**GIVEN REQUEST:** Please repeat word for word the part of the post on forgiveness that opens with the words "Theo?  You really" and closes with "that some day.".

**DOCUMENT:**
--- Begin ---

I'm about a month late for Yom Kippur, but then again, I'm not Jewish.   Catholics are all about forgiveness, and looking for it from God for all of our transgressions.  I guess I'll find out when I die whether I've been forgiven or not.  Here is a link to a great  NY Times article from 2010 on forgiveness.  While it's religious in nature, there are some good points.   Do I want revenge?  Meh... I used to.  But I've come to realize that my wanting it and it happening are probably two different things.  Plus, I'm a big believer in karma.  I've seen it first hand.   I wrote a post before about forgiveness - Here.  I've written posts about karma.  I wrote a long one about how karma has come back to bite me in the ass, and I knew what it was, and I accepted it.  I deserved it - it was wished upon me - I can't find it - but I know it's there somewhere.

I had a dream last night about it.  And then I was talking to my friend Angie today about something that had nothing to do with any of this, and then she was talking about some radio show that she had been listening to - about forgiveness.  Weird.  Then someone else brought it up.  It was kind of a sign...

So.  Here goes.

Jocelyn?  I forgive you.  I think of your life, and where you were and where you are now - and you have done what you needed to in order to get there.  You went from being evicted from a trailer park to owning your own home.  You found someone to take care of you and your kids - and that's what you told me you'd do.  I think that it's sad you crawled over quite a few people to get there, but it's not my issue.  It's not my problem, you're not my problem - and I have faith that karma will get you some day.  So for what you did to me?  For what you did to my kid?  I forgive you.

Theo?  You really don't need forgiveness - you really had no clue what was going on.   I still don't think you did/do.  But I'll forgive you for walking away from Josh.  You just didn't know any better.  I wish you happiness in your life, and friends that are true and don't care about your money.  I never did, and I hope you get that some day.

--- End ---

Box annotations on photos
--- Begin ---

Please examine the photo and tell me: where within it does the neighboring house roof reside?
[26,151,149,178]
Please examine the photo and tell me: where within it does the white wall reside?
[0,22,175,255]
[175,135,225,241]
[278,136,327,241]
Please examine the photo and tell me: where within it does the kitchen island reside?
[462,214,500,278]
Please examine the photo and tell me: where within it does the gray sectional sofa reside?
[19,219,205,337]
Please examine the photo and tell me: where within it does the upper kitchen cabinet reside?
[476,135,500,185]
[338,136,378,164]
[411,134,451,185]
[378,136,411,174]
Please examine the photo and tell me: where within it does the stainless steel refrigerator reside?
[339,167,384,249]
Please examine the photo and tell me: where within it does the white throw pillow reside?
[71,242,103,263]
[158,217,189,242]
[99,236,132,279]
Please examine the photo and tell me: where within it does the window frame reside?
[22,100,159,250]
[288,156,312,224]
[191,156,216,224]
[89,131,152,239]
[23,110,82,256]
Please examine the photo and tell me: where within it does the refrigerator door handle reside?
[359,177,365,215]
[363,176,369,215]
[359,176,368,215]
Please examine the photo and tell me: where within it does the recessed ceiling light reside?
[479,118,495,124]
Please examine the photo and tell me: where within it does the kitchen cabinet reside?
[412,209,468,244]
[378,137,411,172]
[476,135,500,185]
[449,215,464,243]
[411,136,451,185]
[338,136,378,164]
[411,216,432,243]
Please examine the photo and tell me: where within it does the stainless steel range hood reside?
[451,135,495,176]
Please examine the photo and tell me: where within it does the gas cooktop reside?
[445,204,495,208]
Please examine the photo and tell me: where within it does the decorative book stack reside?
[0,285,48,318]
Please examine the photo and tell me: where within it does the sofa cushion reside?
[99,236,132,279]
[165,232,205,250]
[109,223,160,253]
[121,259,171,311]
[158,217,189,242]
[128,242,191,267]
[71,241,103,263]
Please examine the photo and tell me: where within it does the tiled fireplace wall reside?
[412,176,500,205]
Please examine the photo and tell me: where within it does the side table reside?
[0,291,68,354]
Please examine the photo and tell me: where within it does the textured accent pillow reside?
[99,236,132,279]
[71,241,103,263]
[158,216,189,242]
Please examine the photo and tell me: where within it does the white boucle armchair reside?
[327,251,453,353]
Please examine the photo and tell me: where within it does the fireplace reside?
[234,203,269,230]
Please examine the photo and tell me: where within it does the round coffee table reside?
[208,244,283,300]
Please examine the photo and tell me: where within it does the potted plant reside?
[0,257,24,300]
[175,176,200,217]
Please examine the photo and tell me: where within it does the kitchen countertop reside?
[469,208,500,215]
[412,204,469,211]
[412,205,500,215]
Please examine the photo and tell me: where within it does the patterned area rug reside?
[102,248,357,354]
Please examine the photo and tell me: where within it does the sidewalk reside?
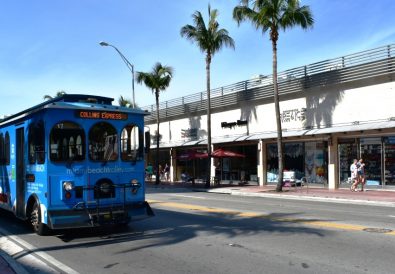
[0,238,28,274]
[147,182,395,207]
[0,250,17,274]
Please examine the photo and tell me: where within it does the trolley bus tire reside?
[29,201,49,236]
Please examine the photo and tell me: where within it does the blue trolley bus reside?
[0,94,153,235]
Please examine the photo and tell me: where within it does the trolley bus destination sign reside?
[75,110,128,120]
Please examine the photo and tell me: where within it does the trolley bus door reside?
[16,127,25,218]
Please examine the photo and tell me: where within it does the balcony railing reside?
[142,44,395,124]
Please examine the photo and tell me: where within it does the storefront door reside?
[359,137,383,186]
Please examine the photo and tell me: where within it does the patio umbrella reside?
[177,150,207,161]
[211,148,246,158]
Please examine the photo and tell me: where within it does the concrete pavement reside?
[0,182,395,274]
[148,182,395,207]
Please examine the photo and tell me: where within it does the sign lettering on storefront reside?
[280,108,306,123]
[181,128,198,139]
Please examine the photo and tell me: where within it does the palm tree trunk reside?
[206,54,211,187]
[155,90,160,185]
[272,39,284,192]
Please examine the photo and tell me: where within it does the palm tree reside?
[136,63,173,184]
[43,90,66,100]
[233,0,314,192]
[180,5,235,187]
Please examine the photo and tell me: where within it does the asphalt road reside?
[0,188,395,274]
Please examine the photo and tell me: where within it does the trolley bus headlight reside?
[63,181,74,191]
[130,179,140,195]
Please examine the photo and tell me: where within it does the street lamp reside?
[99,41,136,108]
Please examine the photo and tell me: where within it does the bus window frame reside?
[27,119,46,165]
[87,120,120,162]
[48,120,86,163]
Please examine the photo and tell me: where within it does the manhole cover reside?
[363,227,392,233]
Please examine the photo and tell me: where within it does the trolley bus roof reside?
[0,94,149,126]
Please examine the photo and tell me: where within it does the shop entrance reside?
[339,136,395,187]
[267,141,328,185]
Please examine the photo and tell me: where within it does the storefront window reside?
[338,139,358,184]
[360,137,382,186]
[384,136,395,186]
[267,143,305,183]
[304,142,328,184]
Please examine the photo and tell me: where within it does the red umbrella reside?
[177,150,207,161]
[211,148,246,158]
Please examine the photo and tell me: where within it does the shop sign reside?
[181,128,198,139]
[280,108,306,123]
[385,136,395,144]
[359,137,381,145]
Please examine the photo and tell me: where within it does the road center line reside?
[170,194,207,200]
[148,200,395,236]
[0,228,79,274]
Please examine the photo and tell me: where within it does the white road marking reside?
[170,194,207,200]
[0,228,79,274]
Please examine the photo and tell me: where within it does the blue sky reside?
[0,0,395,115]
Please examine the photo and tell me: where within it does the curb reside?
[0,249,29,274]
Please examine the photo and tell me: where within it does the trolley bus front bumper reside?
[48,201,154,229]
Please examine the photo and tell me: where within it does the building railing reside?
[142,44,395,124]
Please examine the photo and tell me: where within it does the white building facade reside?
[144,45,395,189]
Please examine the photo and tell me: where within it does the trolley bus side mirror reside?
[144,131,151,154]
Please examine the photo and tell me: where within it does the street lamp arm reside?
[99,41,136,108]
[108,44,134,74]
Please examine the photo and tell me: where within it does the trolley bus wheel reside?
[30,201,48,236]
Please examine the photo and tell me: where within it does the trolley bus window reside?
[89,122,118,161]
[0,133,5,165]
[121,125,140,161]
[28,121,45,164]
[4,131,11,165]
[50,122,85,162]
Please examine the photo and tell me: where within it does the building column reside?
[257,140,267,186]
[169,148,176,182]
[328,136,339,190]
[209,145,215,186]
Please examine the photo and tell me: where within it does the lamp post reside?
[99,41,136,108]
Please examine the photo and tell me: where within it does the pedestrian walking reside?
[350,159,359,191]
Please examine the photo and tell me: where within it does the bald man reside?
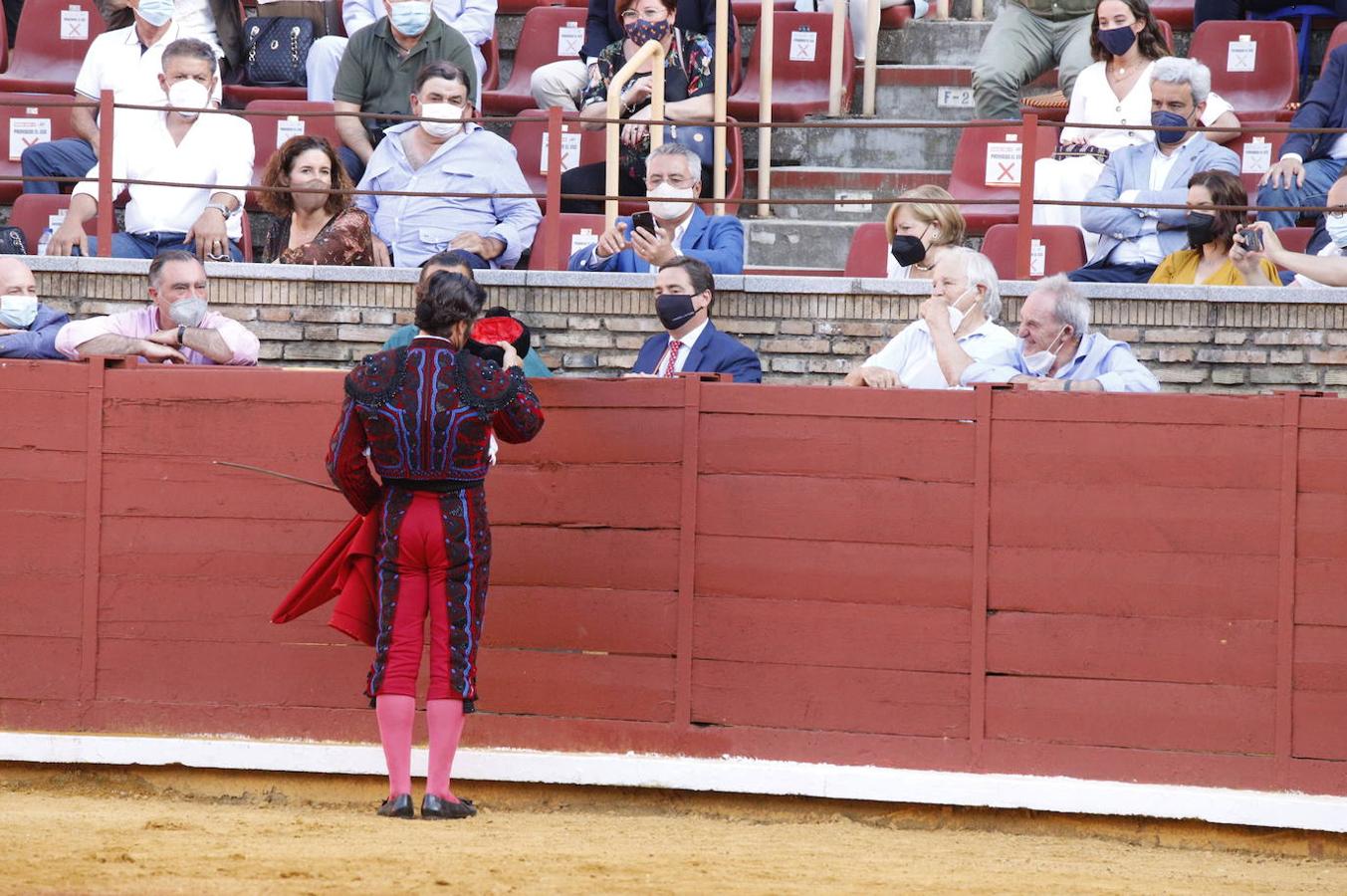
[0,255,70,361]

--- End ---

**EXERCISE RESULT:**
Theo?  You really don't need forgiveness - you really had no clue what was going on.   I still don't think you did/do.  But I'll forgive you for walking away from Josh.  You just didn't know any better.  I wish you happiness in your life, and friends that are true and don't care about your money.  I never did, and I hope you get that some day.